TASK DIRECTIONS:
Take the line containing "query | spot the long" and every line after it to the end of the material below; reproduce them exactly, without pictures.

RECORDED INFORMATION:
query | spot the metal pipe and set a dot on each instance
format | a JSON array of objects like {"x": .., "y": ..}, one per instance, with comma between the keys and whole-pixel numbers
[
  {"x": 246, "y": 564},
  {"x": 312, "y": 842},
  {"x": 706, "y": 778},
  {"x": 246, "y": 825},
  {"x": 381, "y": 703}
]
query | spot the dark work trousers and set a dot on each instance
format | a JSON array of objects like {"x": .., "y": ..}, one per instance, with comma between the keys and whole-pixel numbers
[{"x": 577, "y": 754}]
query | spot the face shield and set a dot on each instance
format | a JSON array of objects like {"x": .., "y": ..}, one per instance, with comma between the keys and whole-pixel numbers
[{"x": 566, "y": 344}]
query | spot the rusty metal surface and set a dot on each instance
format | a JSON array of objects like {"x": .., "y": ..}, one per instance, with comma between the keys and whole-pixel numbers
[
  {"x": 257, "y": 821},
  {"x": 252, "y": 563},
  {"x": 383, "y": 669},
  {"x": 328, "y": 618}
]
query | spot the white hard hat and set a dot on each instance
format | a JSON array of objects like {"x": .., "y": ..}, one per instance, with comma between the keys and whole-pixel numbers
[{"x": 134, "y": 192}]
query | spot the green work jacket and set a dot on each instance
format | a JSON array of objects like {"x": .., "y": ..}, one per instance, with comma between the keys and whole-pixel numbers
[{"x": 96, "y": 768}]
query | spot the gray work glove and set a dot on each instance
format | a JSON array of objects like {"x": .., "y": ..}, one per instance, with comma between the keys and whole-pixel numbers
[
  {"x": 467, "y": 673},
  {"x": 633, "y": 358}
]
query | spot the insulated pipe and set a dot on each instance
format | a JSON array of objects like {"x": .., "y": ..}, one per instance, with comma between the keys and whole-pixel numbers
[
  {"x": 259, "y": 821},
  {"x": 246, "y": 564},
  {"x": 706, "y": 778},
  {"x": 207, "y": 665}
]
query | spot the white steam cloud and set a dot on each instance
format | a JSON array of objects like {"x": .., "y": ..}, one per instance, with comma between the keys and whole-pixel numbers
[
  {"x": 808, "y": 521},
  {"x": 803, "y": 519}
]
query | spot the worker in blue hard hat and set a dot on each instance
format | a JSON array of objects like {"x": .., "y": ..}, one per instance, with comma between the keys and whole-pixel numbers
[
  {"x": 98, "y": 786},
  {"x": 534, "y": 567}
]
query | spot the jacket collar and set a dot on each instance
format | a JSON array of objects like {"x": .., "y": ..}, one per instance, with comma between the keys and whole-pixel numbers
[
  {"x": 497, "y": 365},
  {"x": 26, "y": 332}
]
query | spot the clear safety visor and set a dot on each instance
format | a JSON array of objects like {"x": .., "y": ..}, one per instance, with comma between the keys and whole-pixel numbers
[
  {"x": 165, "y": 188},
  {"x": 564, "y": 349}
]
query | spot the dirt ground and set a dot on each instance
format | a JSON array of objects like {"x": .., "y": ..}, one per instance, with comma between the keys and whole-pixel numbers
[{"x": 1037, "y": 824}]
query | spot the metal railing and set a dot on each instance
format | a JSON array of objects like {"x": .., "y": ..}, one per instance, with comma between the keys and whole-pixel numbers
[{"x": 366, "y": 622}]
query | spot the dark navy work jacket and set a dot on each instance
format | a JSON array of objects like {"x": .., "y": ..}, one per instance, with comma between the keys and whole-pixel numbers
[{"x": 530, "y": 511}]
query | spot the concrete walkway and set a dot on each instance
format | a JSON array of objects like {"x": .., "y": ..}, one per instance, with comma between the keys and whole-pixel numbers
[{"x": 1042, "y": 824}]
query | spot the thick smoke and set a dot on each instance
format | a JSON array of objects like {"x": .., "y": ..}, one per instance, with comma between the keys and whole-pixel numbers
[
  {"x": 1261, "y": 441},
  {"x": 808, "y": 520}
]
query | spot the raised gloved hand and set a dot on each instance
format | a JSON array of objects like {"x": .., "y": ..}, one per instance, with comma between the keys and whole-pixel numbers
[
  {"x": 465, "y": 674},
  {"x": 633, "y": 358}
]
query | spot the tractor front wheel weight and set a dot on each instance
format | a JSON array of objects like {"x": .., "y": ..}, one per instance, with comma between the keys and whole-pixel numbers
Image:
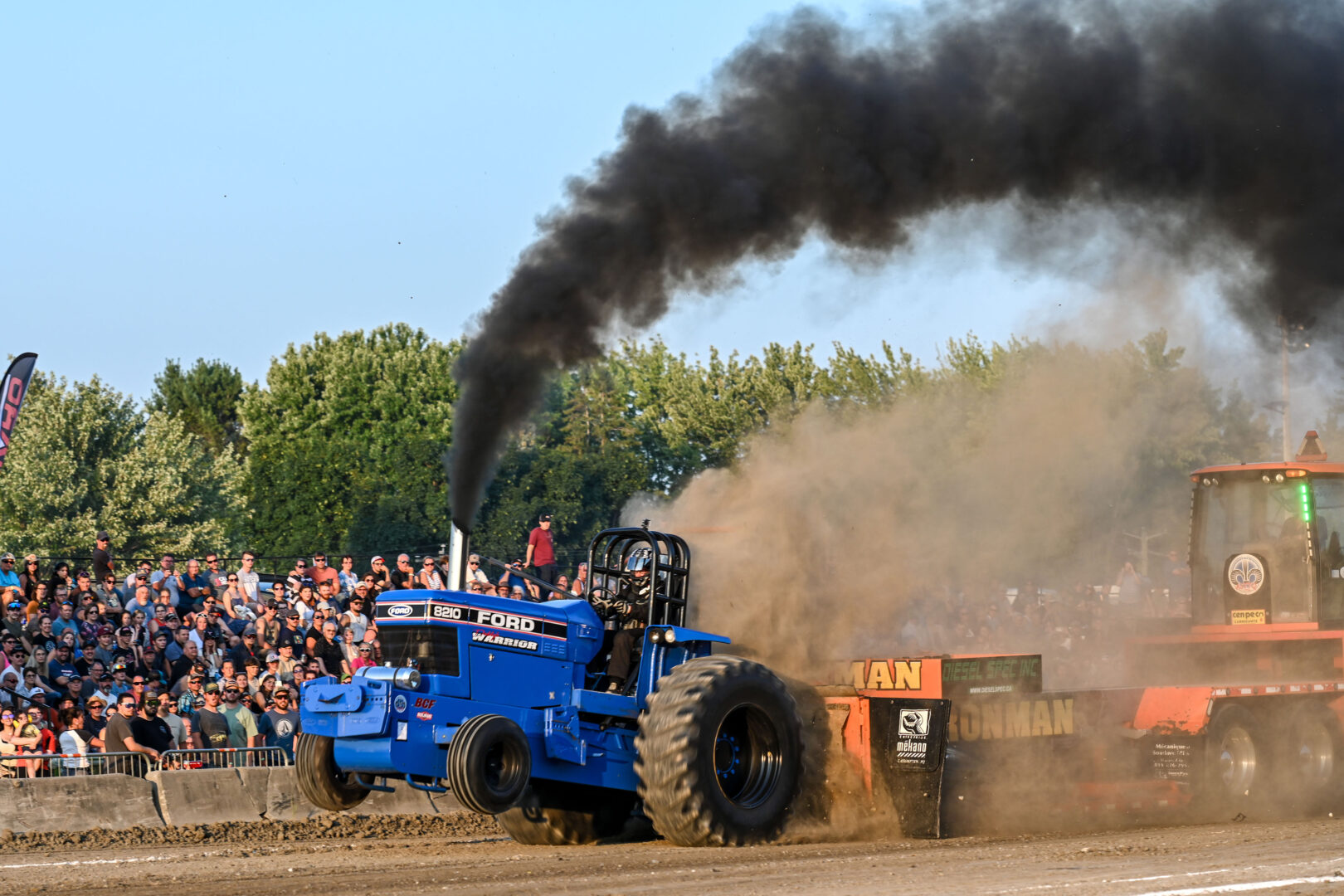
[
  {"x": 319, "y": 778},
  {"x": 488, "y": 765},
  {"x": 719, "y": 754},
  {"x": 557, "y": 815}
]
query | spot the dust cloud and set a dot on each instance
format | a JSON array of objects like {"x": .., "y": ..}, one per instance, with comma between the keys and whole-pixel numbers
[{"x": 838, "y": 528}]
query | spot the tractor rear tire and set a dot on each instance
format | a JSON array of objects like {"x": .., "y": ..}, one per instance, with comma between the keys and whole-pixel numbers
[
  {"x": 1237, "y": 763},
  {"x": 320, "y": 781},
  {"x": 555, "y": 815},
  {"x": 719, "y": 754},
  {"x": 1311, "y": 763},
  {"x": 488, "y": 765}
]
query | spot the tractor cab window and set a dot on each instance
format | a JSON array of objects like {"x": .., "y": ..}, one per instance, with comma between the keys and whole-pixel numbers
[
  {"x": 1329, "y": 533},
  {"x": 1250, "y": 550}
]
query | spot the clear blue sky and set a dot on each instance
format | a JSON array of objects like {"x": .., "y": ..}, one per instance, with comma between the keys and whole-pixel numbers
[{"x": 187, "y": 180}]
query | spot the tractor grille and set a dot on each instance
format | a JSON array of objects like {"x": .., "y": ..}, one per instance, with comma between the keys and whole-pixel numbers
[{"x": 433, "y": 646}]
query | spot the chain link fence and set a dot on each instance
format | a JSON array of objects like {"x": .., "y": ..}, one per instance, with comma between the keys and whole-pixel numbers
[{"x": 222, "y": 758}]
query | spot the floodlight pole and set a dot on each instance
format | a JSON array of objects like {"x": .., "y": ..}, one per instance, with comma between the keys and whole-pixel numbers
[{"x": 1288, "y": 448}]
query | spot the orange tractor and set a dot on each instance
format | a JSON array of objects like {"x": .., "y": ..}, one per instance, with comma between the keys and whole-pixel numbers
[{"x": 1239, "y": 711}]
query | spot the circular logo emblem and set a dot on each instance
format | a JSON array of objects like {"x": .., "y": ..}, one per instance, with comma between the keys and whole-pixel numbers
[{"x": 1246, "y": 574}]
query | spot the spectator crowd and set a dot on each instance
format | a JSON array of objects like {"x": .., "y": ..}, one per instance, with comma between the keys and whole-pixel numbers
[
  {"x": 104, "y": 660},
  {"x": 1079, "y": 629}
]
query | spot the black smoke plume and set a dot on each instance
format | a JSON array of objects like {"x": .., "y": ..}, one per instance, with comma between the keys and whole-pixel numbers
[{"x": 1220, "y": 123}]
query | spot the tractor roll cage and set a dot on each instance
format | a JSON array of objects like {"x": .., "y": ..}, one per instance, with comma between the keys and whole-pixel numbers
[{"x": 670, "y": 571}]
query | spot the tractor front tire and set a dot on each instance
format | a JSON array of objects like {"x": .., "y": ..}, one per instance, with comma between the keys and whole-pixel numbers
[
  {"x": 488, "y": 765},
  {"x": 557, "y": 815},
  {"x": 719, "y": 754},
  {"x": 1311, "y": 763},
  {"x": 1237, "y": 765},
  {"x": 320, "y": 781}
]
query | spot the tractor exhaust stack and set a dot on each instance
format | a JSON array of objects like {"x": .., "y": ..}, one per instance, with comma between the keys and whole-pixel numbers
[{"x": 457, "y": 542}]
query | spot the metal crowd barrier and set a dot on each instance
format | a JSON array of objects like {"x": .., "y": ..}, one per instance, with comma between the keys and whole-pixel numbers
[
  {"x": 222, "y": 758},
  {"x": 61, "y": 765}
]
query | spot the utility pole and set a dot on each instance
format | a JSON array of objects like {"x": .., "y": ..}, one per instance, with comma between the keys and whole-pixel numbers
[{"x": 1142, "y": 553}]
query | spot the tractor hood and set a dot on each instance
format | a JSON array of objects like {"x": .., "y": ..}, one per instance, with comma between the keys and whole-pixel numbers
[{"x": 557, "y": 629}]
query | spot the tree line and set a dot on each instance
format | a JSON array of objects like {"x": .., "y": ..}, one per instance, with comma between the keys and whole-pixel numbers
[{"x": 342, "y": 446}]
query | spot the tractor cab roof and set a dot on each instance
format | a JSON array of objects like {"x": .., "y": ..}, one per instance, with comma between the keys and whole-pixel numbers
[{"x": 1311, "y": 460}]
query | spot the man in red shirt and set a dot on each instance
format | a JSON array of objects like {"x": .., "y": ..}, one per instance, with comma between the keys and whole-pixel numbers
[
  {"x": 321, "y": 572},
  {"x": 541, "y": 553}
]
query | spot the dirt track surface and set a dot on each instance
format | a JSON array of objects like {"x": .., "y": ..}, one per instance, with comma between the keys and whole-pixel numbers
[{"x": 1234, "y": 857}]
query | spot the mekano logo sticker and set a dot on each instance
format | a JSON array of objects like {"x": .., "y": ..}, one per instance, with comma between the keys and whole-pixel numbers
[
  {"x": 1246, "y": 574},
  {"x": 914, "y": 722}
]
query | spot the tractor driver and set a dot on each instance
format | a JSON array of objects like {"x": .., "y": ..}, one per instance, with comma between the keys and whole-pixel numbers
[{"x": 628, "y": 609}]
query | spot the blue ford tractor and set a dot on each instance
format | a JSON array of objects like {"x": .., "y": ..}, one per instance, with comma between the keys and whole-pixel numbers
[{"x": 509, "y": 704}]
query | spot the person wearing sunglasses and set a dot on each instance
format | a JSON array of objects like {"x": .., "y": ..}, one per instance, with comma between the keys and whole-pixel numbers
[
  {"x": 28, "y": 577},
  {"x": 429, "y": 577}
]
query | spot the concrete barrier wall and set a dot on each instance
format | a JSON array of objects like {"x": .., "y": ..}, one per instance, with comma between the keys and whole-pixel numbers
[
  {"x": 195, "y": 796},
  {"x": 78, "y": 804}
]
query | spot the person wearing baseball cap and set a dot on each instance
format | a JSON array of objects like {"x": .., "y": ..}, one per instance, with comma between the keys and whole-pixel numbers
[
  {"x": 474, "y": 570},
  {"x": 382, "y": 575},
  {"x": 102, "y": 564},
  {"x": 242, "y": 723},
  {"x": 541, "y": 553},
  {"x": 8, "y": 578},
  {"x": 280, "y": 723}
]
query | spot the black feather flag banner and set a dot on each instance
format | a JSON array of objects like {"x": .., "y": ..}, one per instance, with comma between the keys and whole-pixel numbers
[{"x": 12, "y": 390}]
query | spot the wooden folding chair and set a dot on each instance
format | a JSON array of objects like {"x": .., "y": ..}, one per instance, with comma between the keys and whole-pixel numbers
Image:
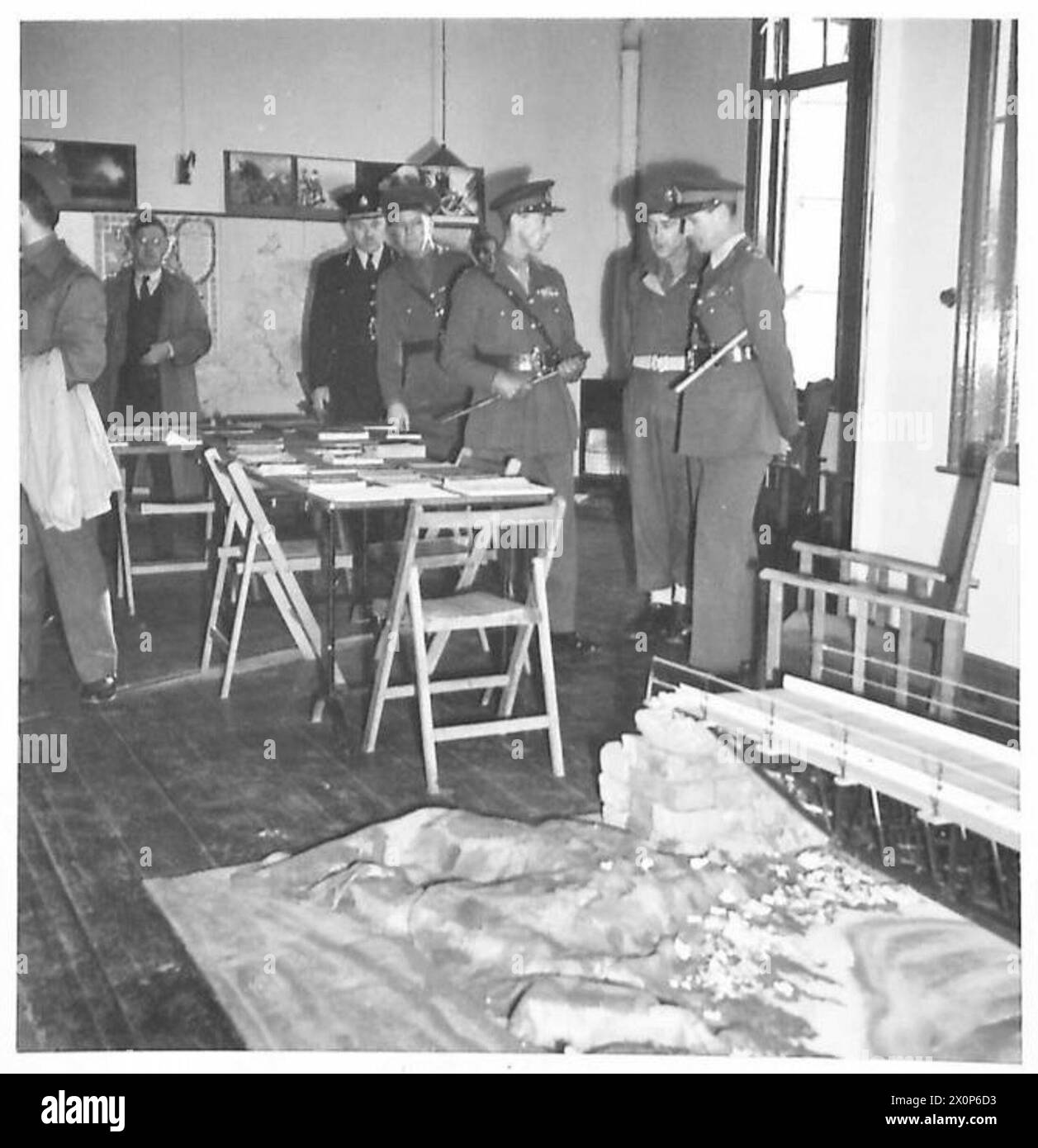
[
  {"x": 936, "y": 597},
  {"x": 437, "y": 619},
  {"x": 126, "y": 568},
  {"x": 250, "y": 545}
]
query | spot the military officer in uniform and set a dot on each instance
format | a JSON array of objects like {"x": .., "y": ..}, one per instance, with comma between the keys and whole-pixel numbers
[
  {"x": 506, "y": 326},
  {"x": 343, "y": 370},
  {"x": 411, "y": 301},
  {"x": 732, "y": 420},
  {"x": 653, "y": 340}
]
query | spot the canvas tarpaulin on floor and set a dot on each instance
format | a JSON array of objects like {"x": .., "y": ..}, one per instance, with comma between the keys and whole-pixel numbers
[{"x": 444, "y": 930}]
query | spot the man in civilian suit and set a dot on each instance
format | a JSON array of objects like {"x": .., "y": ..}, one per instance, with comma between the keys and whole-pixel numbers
[
  {"x": 343, "y": 372},
  {"x": 156, "y": 332},
  {"x": 62, "y": 306}
]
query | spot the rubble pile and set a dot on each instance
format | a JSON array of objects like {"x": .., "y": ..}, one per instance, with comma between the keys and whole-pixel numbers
[{"x": 678, "y": 785}]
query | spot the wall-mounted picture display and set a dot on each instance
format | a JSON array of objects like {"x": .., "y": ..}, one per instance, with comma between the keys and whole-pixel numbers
[
  {"x": 259, "y": 184},
  {"x": 461, "y": 191},
  {"x": 102, "y": 177},
  {"x": 318, "y": 180},
  {"x": 308, "y": 187}
]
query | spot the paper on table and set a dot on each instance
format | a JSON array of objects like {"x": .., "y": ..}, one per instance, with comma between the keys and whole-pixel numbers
[{"x": 495, "y": 485}]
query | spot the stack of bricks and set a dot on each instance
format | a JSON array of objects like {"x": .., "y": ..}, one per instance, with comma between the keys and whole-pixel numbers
[{"x": 679, "y": 786}]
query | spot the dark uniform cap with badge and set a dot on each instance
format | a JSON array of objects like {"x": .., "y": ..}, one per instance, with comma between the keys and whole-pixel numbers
[
  {"x": 708, "y": 197},
  {"x": 663, "y": 199},
  {"x": 50, "y": 178},
  {"x": 410, "y": 197},
  {"x": 358, "y": 203},
  {"x": 526, "y": 199}
]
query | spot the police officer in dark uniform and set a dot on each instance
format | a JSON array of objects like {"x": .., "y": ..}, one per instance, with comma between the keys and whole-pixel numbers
[
  {"x": 412, "y": 297},
  {"x": 732, "y": 421},
  {"x": 343, "y": 371},
  {"x": 653, "y": 340},
  {"x": 505, "y": 327}
]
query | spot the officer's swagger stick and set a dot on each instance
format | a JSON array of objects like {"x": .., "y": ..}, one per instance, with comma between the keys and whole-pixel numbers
[
  {"x": 682, "y": 385},
  {"x": 497, "y": 399},
  {"x": 718, "y": 355}
]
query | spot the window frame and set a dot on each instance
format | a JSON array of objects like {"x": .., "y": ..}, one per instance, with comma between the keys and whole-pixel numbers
[
  {"x": 856, "y": 70},
  {"x": 985, "y": 388}
]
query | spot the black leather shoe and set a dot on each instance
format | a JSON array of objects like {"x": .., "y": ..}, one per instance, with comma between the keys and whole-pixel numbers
[
  {"x": 97, "y": 694},
  {"x": 655, "y": 621},
  {"x": 572, "y": 645},
  {"x": 681, "y": 624}
]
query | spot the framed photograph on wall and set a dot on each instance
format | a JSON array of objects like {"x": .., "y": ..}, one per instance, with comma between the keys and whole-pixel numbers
[
  {"x": 461, "y": 191},
  {"x": 259, "y": 184},
  {"x": 318, "y": 180},
  {"x": 102, "y": 177}
]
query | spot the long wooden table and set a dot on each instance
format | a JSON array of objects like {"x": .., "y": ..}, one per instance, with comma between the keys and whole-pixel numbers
[{"x": 358, "y": 491}]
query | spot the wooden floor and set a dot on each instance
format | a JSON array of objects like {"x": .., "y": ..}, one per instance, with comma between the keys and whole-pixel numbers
[{"x": 169, "y": 780}]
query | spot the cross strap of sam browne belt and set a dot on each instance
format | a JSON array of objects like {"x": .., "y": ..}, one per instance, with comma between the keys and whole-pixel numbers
[{"x": 521, "y": 306}]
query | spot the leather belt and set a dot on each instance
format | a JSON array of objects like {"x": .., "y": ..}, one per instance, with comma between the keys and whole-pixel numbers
[
  {"x": 519, "y": 363},
  {"x": 661, "y": 363},
  {"x": 422, "y": 347}
]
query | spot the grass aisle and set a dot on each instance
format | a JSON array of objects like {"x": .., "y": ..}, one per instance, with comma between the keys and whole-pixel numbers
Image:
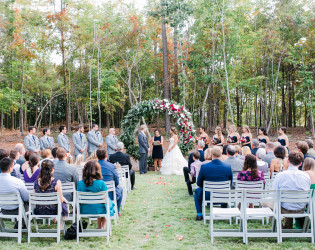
[{"x": 158, "y": 215}]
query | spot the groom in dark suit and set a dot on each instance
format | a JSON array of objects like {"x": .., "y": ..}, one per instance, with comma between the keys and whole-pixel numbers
[
  {"x": 216, "y": 170},
  {"x": 144, "y": 149}
]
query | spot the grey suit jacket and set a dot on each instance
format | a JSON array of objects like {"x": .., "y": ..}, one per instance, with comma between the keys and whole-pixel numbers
[
  {"x": 94, "y": 139},
  {"x": 66, "y": 173},
  {"x": 143, "y": 143},
  {"x": 44, "y": 143},
  {"x": 111, "y": 142},
  {"x": 31, "y": 144},
  {"x": 64, "y": 142},
  {"x": 79, "y": 143},
  {"x": 235, "y": 163}
]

SOLUTION FOR THIS TASK:
query | spot the long wooden table and set a dot on each instance
format | a JSON array of objects like {"x": .., "y": ..}, one per instance, with comma between the keys and whole-pixel numbers
[{"x": 358, "y": 491}]
query | spot the wooden floor and set a dot on each instance
format | a JSON array of objects like {"x": .., "y": ..}, one per instance, with comma between the keys and whole-pixel numbers
[{"x": 169, "y": 780}]
query | spot the cross strap of sam browne belt and set a dot on each instance
format | a JSON array of objects like {"x": .., "y": ..}, one per instance, with comma between the keys and whole-pixel numbers
[{"x": 521, "y": 306}]
query | spot the leather belt and set a dot on each instance
format | a JSON array of objects like {"x": .., "y": ..}, one per instance, with comma between the keys and whole-pixel numbers
[
  {"x": 519, "y": 363},
  {"x": 661, "y": 363},
  {"x": 422, "y": 347}
]
query | spot the grass aisle and set a dot on each instance
format | a JSON array of objects like {"x": .., "y": ..}, one per instance, with comma between the keys and whole-pixel numbers
Image:
[{"x": 158, "y": 215}]
query | spot the groom in dark suit and set a dot on each instance
format | a JSON array of objects like {"x": .., "y": ..}, one per instance, with comma between the keys and whole-pixel numbers
[
  {"x": 216, "y": 170},
  {"x": 144, "y": 149}
]
query | spot the grey suit jacket and set a dot on each instance
format | a JSON array of objects like {"x": .., "y": ..}, one per instance, with comma between the keys and whole-pixel numbers
[
  {"x": 94, "y": 139},
  {"x": 66, "y": 173},
  {"x": 143, "y": 143},
  {"x": 44, "y": 143},
  {"x": 111, "y": 142},
  {"x": 31, "y": 144},
  {"x": 64, "y": 142},
  {"x": 79, "y": 143},
  {"x": 235, "y": 163}
]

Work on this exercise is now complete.